* **Document excerpt**:
↓
I find this topic interesting because it's part of the ongoing debate bewteen viscosity and wear verses EPA requirements.
The two methods used are Resistive and Capacitive. In the first method, the oil film is considered to be a high resistance resistor in a circuit. In the second method (Capacitive), the oil in the clearance is considered as the capacitor's dielectric. The capacitive method is the most used since it has been found to be less variable (more repeatable), and more accurate overall.
Here is the test set-up:
Four different viscosity straightweight (monograde Newtonian) oils of 5, 20, 30, and 40 weights were tested in an operating GM 3.8L V6. A plastic shim was placed on the outside of the bearing shell (for insulation) and an AC signal of greater than 100 kHz and about 500 mV was applied to the journal and the bearing shell. So essentially, the inside of the bearing (the metallic bearing shell), the clearance, and the journal form a capacitor, with the oil film acting as the capacitor's dielectric. The dielectric of the oil is measured and the film thickness is then plotted as a function of capacitance. The measurement is called MOFT, for "Minimum Oil Film Thickness."
Oil inlet temperature to the bearing was maintained at a median temp of 120 C. The engine is brought up to temp for one hour, idled for a few minutes, and then brought up to an rpm of from 1600 to 2500 rpm. The bearing/journal clearance was 20 um and the test started with 40 weight (monograde) oil. The oil film varied from a high of 10 um at a crank angle of 270 degrees to a minimum of 3.8 um at 450 degrees crank angle, all at 1600 rpm.
For every ratchet of viscosity grade downward, the minimum oil film is reduced by an average of 1.25 um.
So by about a 5W, the hydrodynamic film is near rupture at a crank angle of 450 degrees, and the lubrication is now mixed hydrodynamic/boundary. This is where boundary protection additives come into play.
↑
* **Dataset content**:
↓
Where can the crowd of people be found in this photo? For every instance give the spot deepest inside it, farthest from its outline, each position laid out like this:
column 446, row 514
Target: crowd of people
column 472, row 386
↑
* **Given task A**: List the oil viscosity weights that were tested in the oil film post.
* **Given task B**: Summarize the oil film post in two sentences.
* **Given task C**: Please mark each statement yes or no according to the oil film post, and quote the words that decide it: (i) The resistive method is the most used of the two methods. (ii) Oil inlet temperature to the bearing was held at a median of 120 C. (iii) The bearing/journal clearance was 10 um.

* **Correct answer A**: 5, 20, 30, and 40

* **Correct answer B**: The capacitive method, which is more repeatable and more accurate than the resistive one, was used to measure minimum oil film thickness in an operating GM 3.8L V6 running monograde oils of 5, 20, 30, and 40 weights. Each step down in viscosity grade reduced the minimum oil film by an average of 1.25 um, so by about a 5W the film is near rupture at a crank angle of 450 degrees and lubrication becomes mixed hydrodynamic/boundary.

* **Correct answer C**:
(i) No: "The capacitive method is the most used"
(ii) Yes: "Oil inlet temperature to the bearing was maintained at a median temp of 120 C."
(iii) No: "The bearing/journal clearance was 20 um"